WORK INSTRUCTIONS: Please find every line in the entries below that contains the word "riverbank" and copy each one.

>> begin RECORDS PROVIDED

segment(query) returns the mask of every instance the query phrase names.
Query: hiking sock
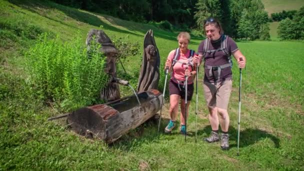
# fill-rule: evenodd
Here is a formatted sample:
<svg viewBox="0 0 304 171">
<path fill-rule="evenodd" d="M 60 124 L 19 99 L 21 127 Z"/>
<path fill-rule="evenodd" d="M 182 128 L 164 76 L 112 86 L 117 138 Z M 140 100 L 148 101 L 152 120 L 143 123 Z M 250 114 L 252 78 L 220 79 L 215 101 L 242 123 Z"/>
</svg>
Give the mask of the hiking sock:
<svg viewBox="0 0 304 171">
<path fill-rule="evenodd" d="M 216 132 L 218 134 L 218 130 L 212 130 L 212 132 Z"/>
</svg>

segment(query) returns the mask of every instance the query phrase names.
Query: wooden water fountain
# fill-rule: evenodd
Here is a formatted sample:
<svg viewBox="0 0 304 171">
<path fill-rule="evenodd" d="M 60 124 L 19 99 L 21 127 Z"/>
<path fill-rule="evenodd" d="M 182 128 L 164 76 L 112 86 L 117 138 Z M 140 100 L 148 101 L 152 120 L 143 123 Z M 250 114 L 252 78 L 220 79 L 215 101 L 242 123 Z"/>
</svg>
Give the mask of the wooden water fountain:
<svg viewBox="0 0 304 171">
<path fill-rule="evenodd" d="M 126 86 L 128 82 L 116 78 L 115 62 L 117 50 L 102 30 L 90 30 L 87 46 L 94 40 L 93 38 L 102 44 L 100 50 L 107 56 L 105 72 L 109 74 L 110 78 L 108 86 L 100 90 L 100 98 L 107 102 L 74 111 L 68 116 L 67 120 L 72 129 L 80 134 L 111 143 L 154 116 L 160 110 L 162 96 L 155 89 L 160 79 L 160 54 L 153 32 L 149 30 L 144 38 L 138 98 L 136 95 L 120 98 L 118 84 Z"/>
</svg>

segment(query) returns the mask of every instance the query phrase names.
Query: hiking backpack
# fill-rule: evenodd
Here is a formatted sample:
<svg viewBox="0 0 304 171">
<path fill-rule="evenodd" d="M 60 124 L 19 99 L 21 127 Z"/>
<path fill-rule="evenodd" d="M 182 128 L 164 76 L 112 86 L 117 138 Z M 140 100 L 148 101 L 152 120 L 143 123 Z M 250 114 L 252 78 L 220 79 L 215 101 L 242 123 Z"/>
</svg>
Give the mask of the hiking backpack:
<svg viewBox="0 0 304 171">
<path fill-rule="evenodd" d="M 232 68 L 232 60 L 231 58 L 231 54 L 229 52 L 227 46 L 227 40 L 228 36 L 226 35 L 223 35 L 220 40 L 220 48 L 216 50 L 209 50 L 209 44 L 210 44 L 210 40 L 208 38 L 205 39 L 204 44 L 204 48 L 202 50 L 202 56 L 204 58 L 206 56 L 207 53 L 210 54 L 211 53 L 215 53 L 216 52 L 223 51 L 224 53 L 228 56 L 228 60 L 229 63 L 231 64 L 231 68 Z"/>
</svg>

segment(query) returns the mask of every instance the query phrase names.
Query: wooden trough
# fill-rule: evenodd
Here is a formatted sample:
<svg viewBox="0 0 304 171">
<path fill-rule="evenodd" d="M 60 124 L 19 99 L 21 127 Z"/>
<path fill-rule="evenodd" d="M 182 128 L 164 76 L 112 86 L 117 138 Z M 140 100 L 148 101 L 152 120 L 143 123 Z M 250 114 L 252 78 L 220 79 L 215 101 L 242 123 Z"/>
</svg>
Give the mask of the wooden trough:
<svg viewBox="0 0 304 171">
<path fill-rule="evenodd" d="M 72 130 L 86 137 L 111 143 L 155 115 L 160 108 L 162 94 L 150 90 L 104 104 L 80 108 L 68 116 Z"/>
</svg>

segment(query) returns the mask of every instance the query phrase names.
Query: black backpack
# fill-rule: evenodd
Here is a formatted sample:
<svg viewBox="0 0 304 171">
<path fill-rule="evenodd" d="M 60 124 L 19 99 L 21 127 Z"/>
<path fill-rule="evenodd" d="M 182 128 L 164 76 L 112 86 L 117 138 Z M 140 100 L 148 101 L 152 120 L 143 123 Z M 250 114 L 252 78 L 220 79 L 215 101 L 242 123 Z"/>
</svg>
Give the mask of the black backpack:
<svg viewBox="0 0 304 171">
<path fill-rule="evenodd" d="M 205 39 L 204 43 L 204 48 L 202 50 L 202 56 L 204 57 L 206 56 L 207 53 L 210 54 L 211 53 L 214 53 L 216 52 L 223 51 L 225 54 L 228 56 L 228 60 L 229 63 L 231 64 L 231 67 L 232 68 L 232 60 L 231 59 L 231 53 L 229 52 L 227 46 L 227 40 L 228 39 L 228 36 L 223 35 L 221 38 L 220 40 L 220 48 L 214 50 L 209 50 L 209 44 L 210 44 L 210 40 L 208 38 Z"/>
</svg>

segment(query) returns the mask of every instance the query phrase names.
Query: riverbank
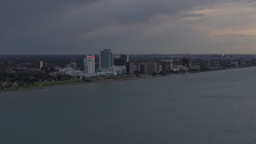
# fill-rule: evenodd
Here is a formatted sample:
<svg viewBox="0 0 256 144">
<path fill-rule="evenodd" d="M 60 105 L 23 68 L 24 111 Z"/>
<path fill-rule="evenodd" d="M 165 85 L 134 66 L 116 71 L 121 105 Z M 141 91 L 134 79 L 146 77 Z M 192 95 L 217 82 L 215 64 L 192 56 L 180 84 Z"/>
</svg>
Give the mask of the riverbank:
<svg viewBox="0 0 256 144">
<path fill-rule="evenodd" d="M 234 67 L 234 68 L 244 68 L 244 67 Z M 234 69 L 230 68 L 230 69 Z M 116 76 L 116 77 L 98 77 L 90 78 L 87 80 L 65 80 L 65 81 L 53 81 L 53 82 L 36 82 L 34 84 L 26 85 L 26 86 L 15 86 L 10 89 L 0 90 L 0 93 L 10 92 L 10 91 L 20 91 L 20 90 L 35 90 L 35 89 L 45 89 L 52 86 L 63 86 L 63 85 L 81 85 L 86 83 L 99 83 L 99 82 L 118 82 L 118 81 L 127 81 L 127 80 L 134 80 L 134 79 L 142 79 L 142 78 L 149 78 L 155 77 L 166 77 L 170 75 L 181 75 L 187 74 L 198 74 L 202 72 L 210 72 L 214 70 L 224 70 L 227 69 L 218 69 L 218 70 L 210 70 L 204 71 L 190 71 L 186 73 L 178 73 L 178 74 L 157 74 L 155 76 L 145 74 L 145 75 L 123 75 L 123 76 Z"/>
</svg>

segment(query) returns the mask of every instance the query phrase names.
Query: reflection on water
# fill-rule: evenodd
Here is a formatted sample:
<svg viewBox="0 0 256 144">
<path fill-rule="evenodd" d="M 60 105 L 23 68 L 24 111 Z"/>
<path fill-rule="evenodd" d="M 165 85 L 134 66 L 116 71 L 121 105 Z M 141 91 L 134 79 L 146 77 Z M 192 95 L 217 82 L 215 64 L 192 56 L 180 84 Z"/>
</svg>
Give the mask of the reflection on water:
<svg viewBox="0 0 256 144">
<path fill-rule="evenodd" d="M 254 143 L 255 72 L 0 94 L 0 143 Z"/>
</svg>

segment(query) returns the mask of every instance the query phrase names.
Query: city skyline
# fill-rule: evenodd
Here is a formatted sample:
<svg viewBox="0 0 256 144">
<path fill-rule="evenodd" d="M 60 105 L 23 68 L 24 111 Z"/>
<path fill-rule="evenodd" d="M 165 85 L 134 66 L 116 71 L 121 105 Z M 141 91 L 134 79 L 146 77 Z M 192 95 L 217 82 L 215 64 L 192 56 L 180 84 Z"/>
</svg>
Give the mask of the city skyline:
<svg viewBox="0 0 256 144">
<path fill-rule="evenodd" d="M 2 54 L 256 54 L 253 0 L 5 1 Z"/>
</svg>

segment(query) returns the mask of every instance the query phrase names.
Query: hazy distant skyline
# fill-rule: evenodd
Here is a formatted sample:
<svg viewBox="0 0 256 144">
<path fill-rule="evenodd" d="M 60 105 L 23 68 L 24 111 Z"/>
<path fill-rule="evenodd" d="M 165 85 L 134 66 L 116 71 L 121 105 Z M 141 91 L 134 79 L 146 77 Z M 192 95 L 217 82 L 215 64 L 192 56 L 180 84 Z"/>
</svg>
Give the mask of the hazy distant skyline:
<svg viewBox="0 0 256 144">
<path fill-rule="evenodd" d="M 256 54 L 253 0 L 8 0 L 0 18 L 0 54 Z"/>
</svg>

>> end RECORDS PROVIDED

RESPONSE:
Query: riverbank
Give the mask of the riverbank:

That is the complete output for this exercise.